Among the lines below, keep only those from the one containing "Target: white stripe on sock" through the one containing "like x=71 y=180.", and reproduce them exactly.

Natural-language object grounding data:
··········

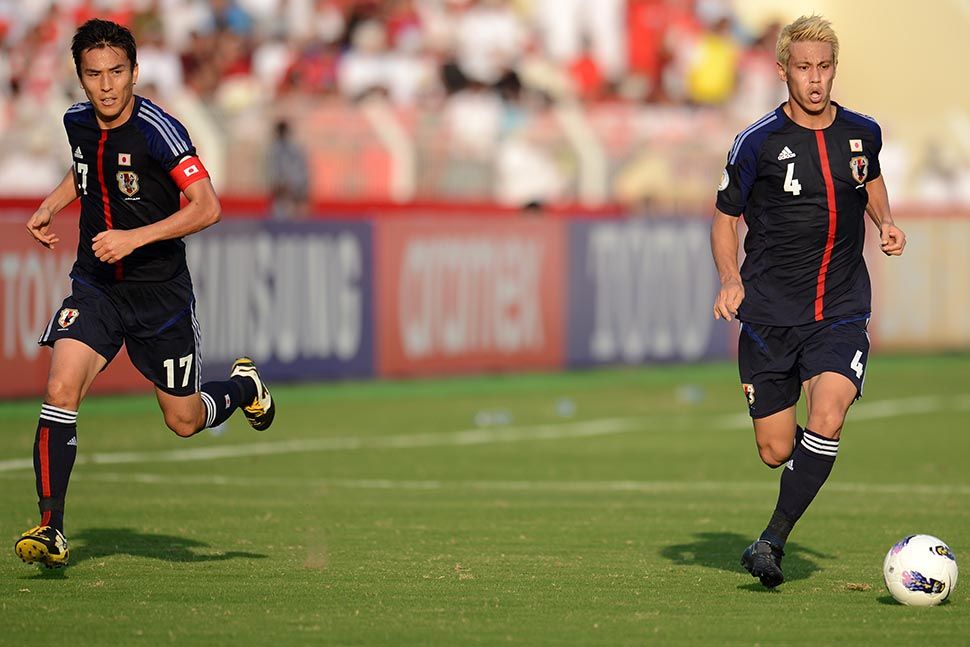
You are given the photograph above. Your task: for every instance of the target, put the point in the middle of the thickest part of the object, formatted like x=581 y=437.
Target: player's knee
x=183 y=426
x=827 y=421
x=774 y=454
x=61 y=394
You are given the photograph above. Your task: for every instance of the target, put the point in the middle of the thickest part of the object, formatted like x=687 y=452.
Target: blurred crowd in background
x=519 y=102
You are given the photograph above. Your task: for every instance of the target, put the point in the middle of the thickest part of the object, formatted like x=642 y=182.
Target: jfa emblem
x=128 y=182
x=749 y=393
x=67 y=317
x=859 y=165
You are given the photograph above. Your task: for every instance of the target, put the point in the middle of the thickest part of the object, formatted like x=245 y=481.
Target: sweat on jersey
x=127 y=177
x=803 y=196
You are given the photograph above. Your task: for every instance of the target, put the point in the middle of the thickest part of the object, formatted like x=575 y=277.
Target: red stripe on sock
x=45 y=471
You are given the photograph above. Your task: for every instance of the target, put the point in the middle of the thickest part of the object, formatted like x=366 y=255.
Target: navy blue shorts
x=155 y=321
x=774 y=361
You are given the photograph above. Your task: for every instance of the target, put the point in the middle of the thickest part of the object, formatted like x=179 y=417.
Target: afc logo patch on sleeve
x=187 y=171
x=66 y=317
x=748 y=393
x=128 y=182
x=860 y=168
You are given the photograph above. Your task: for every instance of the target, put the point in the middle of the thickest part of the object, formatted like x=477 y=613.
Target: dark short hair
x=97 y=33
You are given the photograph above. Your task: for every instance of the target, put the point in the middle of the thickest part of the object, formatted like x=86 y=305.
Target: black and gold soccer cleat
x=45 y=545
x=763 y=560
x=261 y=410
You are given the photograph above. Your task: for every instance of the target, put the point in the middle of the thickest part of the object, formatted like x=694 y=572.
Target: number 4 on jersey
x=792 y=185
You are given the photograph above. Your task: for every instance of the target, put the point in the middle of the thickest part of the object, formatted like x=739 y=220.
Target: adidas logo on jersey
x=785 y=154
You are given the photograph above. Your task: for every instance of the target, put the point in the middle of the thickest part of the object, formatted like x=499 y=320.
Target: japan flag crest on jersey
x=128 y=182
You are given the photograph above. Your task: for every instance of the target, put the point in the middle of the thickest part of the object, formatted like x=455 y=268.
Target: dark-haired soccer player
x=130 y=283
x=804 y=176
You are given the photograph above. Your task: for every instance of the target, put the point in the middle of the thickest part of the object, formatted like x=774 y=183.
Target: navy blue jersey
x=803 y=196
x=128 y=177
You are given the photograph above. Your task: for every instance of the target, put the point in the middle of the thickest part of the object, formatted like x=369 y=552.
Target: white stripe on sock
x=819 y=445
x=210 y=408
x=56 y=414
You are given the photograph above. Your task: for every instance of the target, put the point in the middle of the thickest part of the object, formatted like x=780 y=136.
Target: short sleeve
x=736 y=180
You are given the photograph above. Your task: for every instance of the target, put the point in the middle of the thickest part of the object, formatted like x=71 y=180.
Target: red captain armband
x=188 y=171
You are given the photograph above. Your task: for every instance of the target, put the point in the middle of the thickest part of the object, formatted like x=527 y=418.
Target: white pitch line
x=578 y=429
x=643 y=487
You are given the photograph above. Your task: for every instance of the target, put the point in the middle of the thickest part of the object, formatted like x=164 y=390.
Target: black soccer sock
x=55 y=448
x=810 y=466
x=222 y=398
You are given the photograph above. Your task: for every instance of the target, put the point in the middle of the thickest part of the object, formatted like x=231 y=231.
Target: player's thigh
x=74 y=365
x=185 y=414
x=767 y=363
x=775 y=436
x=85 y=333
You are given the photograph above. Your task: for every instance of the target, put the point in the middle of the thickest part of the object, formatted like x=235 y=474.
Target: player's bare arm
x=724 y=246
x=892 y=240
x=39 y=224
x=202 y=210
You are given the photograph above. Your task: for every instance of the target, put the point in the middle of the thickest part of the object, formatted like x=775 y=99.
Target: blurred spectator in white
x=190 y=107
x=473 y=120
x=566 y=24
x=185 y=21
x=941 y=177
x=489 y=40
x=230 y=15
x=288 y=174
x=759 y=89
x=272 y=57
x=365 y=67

··········

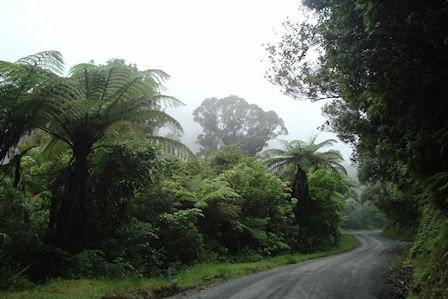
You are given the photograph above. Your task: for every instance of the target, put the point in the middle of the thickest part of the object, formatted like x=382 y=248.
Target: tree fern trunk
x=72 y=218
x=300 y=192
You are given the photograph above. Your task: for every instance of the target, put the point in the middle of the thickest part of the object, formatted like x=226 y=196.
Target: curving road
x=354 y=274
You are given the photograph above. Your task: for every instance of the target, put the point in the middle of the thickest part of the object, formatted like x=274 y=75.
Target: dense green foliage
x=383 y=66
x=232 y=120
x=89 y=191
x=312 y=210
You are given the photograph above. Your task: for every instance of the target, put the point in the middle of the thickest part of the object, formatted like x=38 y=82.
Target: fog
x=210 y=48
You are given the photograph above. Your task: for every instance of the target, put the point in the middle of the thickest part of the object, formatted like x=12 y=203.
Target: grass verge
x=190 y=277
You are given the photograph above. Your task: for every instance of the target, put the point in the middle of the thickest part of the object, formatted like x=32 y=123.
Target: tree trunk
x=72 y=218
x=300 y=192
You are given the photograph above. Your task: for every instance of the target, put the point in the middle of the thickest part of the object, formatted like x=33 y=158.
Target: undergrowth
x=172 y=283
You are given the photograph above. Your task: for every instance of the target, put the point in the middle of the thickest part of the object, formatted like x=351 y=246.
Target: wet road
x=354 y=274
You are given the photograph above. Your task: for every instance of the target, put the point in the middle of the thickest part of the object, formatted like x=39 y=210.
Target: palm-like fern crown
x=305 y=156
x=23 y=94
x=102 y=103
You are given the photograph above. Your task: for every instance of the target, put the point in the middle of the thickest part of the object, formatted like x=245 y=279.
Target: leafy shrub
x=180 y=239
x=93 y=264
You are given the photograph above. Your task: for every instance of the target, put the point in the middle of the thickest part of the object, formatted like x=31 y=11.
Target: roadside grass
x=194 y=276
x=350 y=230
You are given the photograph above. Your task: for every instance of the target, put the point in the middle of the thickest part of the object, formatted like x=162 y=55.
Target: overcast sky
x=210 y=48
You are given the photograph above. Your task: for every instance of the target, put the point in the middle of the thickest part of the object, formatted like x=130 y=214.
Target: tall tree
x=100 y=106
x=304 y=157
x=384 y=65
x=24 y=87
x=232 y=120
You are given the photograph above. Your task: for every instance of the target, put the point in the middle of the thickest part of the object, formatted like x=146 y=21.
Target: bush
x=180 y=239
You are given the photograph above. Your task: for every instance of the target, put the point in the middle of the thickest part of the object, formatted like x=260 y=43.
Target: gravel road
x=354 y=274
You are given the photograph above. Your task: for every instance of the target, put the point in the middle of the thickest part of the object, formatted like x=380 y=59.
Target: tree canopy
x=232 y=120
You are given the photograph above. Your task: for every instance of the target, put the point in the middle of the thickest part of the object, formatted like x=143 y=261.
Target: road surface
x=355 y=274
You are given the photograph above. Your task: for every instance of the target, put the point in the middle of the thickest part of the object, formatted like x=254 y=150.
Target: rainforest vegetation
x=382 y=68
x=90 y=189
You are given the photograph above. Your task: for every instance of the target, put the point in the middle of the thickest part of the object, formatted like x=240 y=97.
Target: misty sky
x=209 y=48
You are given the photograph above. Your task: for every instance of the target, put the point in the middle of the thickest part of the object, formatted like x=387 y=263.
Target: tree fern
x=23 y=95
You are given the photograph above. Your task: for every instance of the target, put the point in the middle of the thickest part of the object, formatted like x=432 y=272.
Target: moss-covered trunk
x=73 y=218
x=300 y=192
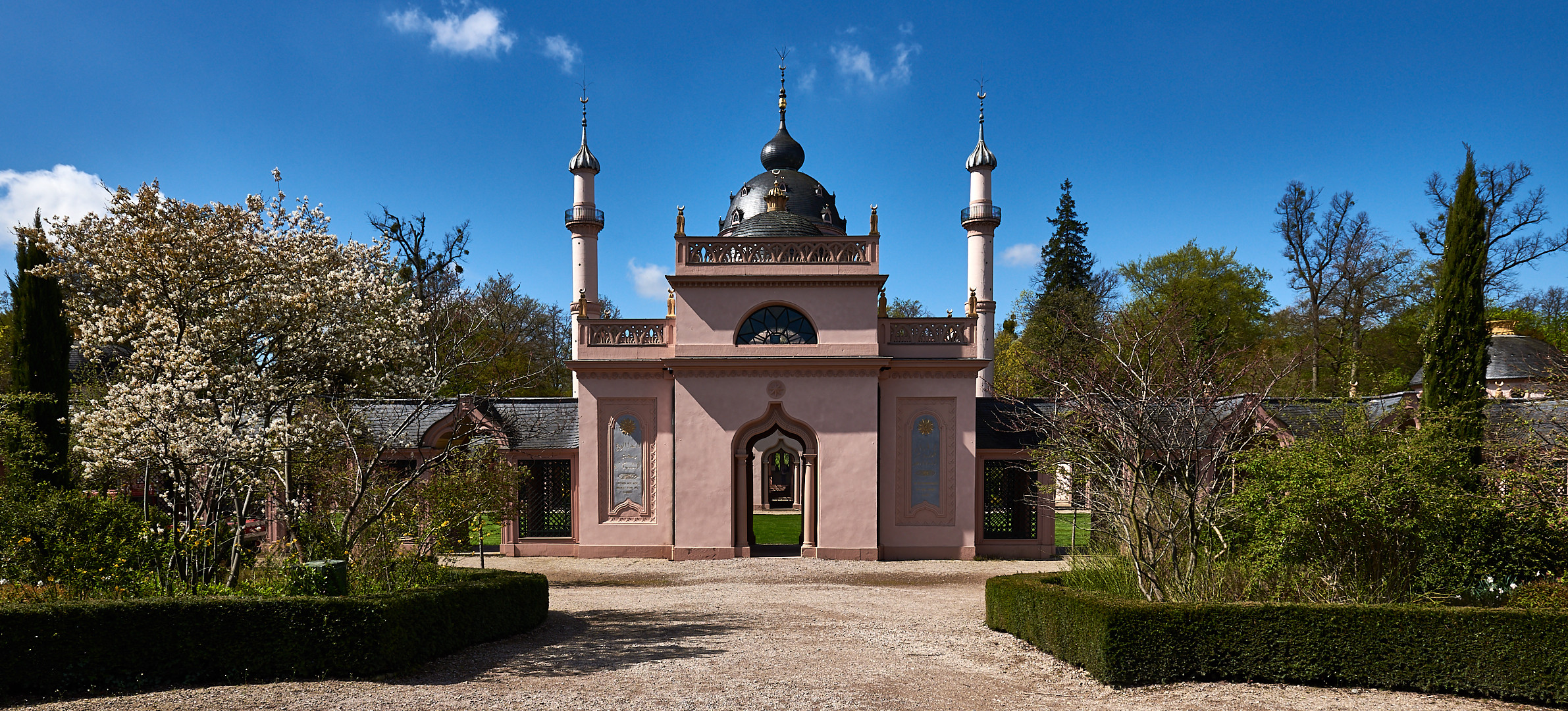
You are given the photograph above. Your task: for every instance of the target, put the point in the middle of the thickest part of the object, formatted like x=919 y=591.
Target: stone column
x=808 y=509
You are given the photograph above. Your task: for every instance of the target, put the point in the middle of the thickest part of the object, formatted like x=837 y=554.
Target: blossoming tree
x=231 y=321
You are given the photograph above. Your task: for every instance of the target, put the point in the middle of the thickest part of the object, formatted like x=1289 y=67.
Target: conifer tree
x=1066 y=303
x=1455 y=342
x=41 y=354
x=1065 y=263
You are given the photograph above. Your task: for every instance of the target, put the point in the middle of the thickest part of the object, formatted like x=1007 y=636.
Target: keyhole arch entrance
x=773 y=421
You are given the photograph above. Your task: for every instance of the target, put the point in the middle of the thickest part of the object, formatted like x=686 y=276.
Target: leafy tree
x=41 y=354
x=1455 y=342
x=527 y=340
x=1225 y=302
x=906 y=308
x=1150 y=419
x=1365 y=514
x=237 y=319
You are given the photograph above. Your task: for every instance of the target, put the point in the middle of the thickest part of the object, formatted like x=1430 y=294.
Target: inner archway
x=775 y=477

··········

• [Task response]
Target: white stripe on sock
x=819 y=445
x=210 y=408
x=56 y=414
You are given the photograph above. Your task: for every instance of the target, put the point in the middle of the thickest part of the object, formatted like x=780 y=136.
Target: short sleeve
x=736 y=180
You are given the photograph above. Your task: for every instance of the target, put the point in the middle of the thickest part of the object, formatted like x=71 y=180.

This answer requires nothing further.